Please write every entry out again, exactly as it reads below.

____ INFORMATION SUPPLIED

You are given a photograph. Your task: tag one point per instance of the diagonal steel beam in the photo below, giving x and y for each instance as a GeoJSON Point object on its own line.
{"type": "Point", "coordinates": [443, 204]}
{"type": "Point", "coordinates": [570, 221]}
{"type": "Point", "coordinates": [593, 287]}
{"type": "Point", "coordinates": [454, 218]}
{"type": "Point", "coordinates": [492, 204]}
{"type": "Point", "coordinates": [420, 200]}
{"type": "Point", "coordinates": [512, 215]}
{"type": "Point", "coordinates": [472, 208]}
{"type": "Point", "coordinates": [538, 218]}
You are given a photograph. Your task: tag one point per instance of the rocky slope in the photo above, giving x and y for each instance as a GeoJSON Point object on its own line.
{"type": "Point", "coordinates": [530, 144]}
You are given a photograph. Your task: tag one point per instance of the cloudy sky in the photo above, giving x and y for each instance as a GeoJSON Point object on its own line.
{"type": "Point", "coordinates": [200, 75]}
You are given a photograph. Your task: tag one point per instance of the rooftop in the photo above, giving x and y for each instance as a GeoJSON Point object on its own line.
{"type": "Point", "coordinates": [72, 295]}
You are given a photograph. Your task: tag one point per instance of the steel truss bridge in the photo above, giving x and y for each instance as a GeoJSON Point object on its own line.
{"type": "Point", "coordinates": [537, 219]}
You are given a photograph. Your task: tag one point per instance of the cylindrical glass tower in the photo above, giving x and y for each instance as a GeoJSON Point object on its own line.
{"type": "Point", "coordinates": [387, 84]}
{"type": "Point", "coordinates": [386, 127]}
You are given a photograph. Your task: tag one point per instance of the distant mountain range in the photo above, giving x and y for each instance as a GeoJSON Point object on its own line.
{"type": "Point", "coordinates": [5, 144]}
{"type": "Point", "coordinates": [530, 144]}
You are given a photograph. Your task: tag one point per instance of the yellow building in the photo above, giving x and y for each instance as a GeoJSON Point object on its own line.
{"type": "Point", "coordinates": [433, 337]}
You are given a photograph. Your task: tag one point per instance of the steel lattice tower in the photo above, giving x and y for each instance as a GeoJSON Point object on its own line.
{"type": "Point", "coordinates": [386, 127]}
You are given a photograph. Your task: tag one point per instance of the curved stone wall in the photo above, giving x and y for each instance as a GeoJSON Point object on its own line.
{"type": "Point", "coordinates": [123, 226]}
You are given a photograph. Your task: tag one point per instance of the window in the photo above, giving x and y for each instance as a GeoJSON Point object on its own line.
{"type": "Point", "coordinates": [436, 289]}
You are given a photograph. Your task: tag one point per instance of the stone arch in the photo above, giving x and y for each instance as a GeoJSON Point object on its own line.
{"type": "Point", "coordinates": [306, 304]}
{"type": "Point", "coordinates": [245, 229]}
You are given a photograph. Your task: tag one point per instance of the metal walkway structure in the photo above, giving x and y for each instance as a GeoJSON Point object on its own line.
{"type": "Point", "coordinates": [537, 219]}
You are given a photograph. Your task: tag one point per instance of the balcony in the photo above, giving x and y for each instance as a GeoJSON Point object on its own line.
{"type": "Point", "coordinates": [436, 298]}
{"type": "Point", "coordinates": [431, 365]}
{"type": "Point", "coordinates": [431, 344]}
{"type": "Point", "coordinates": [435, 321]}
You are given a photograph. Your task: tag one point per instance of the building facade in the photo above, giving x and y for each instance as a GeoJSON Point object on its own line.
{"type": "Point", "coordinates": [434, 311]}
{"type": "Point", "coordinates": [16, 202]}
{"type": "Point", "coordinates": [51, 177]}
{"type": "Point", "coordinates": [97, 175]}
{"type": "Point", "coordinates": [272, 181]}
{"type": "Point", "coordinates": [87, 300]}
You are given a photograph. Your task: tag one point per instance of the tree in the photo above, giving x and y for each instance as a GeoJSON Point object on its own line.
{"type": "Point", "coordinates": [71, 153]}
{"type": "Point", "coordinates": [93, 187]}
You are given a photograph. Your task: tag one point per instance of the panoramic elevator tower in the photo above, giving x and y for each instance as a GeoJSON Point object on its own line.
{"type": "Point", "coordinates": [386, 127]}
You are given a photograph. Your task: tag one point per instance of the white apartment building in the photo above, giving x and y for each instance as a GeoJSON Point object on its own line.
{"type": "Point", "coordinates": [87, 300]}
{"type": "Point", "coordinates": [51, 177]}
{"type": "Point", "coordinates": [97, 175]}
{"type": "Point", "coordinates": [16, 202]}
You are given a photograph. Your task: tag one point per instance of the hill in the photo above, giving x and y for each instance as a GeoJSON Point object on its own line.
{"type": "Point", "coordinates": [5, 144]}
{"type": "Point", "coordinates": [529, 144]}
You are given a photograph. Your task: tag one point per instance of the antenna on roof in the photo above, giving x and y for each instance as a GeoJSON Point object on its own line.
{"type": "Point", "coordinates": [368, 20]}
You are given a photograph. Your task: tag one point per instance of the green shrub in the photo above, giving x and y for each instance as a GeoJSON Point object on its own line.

________

FINISHED TASK:
You are given a photograph. Your task: tag one point per instance of the diagonal steel beam in the photo below, giving x and y for each instance as a GeoJSON Point object on its own line.
{"type": "Point", "coordinates": [443, 204]}
{"type": "Point", "coordinates": [570, 221]}
{"type": "Point", "coordinates": [593, 287]}
{"type": "Point", "coordinates": [454, 218]}
{"type": "Point", "coordinates": [492, 204]}
{"type": "Point", "coordinates": [420, 200]}
{"type": "Point", "coordinates": [512, 215]}
{"type": "Point", "coordinates": [472, 208]}
{"type": "Point", "coordinates": [538, 218]}
You are given a photograph. Your task: tag one point per instance of the rocky slope in the photo above, giving x and y for each instance as a GeoJSON Point object on its own line.
{"type": "Point", "coordinates": [530, 144]}
You are given a photograph. Your task: tag one point per instance of the cloudy sky in the photo above, giving x and y for each instance as a GeoJSON Point object on its own line.
{"type": "Point", "coordinates": [200, 75]}
You are given a photograph. Your task: tag one point per instance of the rooftop in the photo above, giving x and y for each instance as a GeoJSON Point object on its own line.
{"type": "Point", "coordinates": [72, 295]}
You are given a photograph. Your task: tag one point per instance of the steel truss bridge in the photo above, giving x and y for each instance as a GeoJSON Point object on its own line.
{"type": "Point", "coordinates": [537, 219]}
You are given a photograph. Your task: tag one point per instance of the cylindrical glass tower in the photo above, giving x and y for each instance as a GeoJSON Point object on its own line.
{"type": "Point", "coordinates": [387, 84]}
{"type": "Point", "coordinates": [386, 127]}
You are given a photograph. Your task: tag one point per instance of the distant mountain range in the photo above, giving x and y for each instance as a GeoJSON Point object on its own line.
{"type": "Point", "coordinates": [5, 144]}
{"type": "Point", "coordinates": [530, 144]}
You are given a photograph. Your task: tag one point per instance of the yellow building in the photo above, giving x and y for each instance as a GeoJSON Point object on its own line.
{"type": "Point", "coordinates": [433, 337]}
You are given a photograph. Your task: tag one point per instance of the steel lattice tower in the photo above, giving x and y for each instance as a GeoJSON Point object on its own line.
{"type": "Point", "coordinates": [386, 127]}
You are given a photograph. Your task: tag one point per instance of the curved stone wall in the photo above, giving x and y for each instance as a GeoJSON Point object on its own line.
{"type": "Point", "coordinates": [123, 226]}
You are given a photograph. Your task: tag one point per instance of the window in the photo above, giving x and y for each instance as a GeoJSON Point object on its own line.
{"type": "Point", "coordinates": [436, 289]}
You are given a photograph. Your task: tag one point per instance of the stone arch in the photo above, giving x and y for each instance as a GeoJSON Point object on its own line.
{"type": "Point", "coordinates": [306, 304]}
{"type": "Point", "coordinates": [245, 229]}
You are given a photograph. Your task: tag one point per instance of the metal walkway structure in the photo above, giving x and y for each instance as a GeoJSON Point object on its own line.
{"type": "Point", "coordinates": [537, 219]}
You are given a photograph. Your task: tag one point per instance of the balcony in the photo above, giving x and y for each instance as a GeoJSON Point object on its own line.
{"type": "Point", "coordinates": [436, 298]}
{"type": "Point", "coordinates": [431, 365]}
{"type": "Point", "coordinates": [431, 344]}
{"type": "Point", "coordinates": [435, 321]}
You are given a photograph. Your task: tag one point per instance of the building facade in the photo above, giving x and y for each instance as a GeoJSON Point object on its own line.
{"type": "Point", "coordinates": [434, 311]}
{"type": "Point", "coordinates": [16, 202]}
{"type": "Point", "coordinates": [51, 177]}
{"type": "Point", "coordinates": [97, 175]}
{"type": "Point", "coordinates": [272, 181]}
{"type": "Point", "coordinates": [87, 300]}
You are given a photograph. Your task: tag one point per instance of the tree in the photo above, giving x and y for each instance as a GeoJSON Point object on its own line.
{"type": "Point", "coordinates": [71, 153]}
{"type": "Point", "coordinates": [93, 187]}
You are given a photograph. Your task: tag one point per instance of the panoramic elevator tower in the photo above, giving x and y for each instance as a GeoJSON Point object on its own line.
{"type": "Point", "coordinates": [386, 127]}
You are given a photograph. Your task: tag one point per instance of the white apartment building in the photo above, giving x and y for each instance as a GeoJSON Point object on its own line.
{"type": "Point", "coordinates": [87, 300]}
{"type": "Point", "coordinates": [51, 177]}
{"type": "Point", "coordinates": [97, 175]}
{"type": "Point", "coordinates": [16, 202]}
You are given a photograph. Your task: tag one point per instance of the hill in the photo above, giving x and y for each instance as a GeoJSON Point object on its own line.
{"type": "Point", "coordinates": [5, 144]}
{"type": "Point", "coordinates": [529, 144]}
You are given a photograph. Your task: tag one point per instance of the antenna on roof in the photo above, giving x and y for each instance as a GeoJSON Point object on its own line.
{"type": "Point", "coordinates": [368, 20]}
You are given a photograph. Your task: tag one point per instance of the green shrub in the photo above, giving x and y for each instance as a GeoJSON Point object on its own line.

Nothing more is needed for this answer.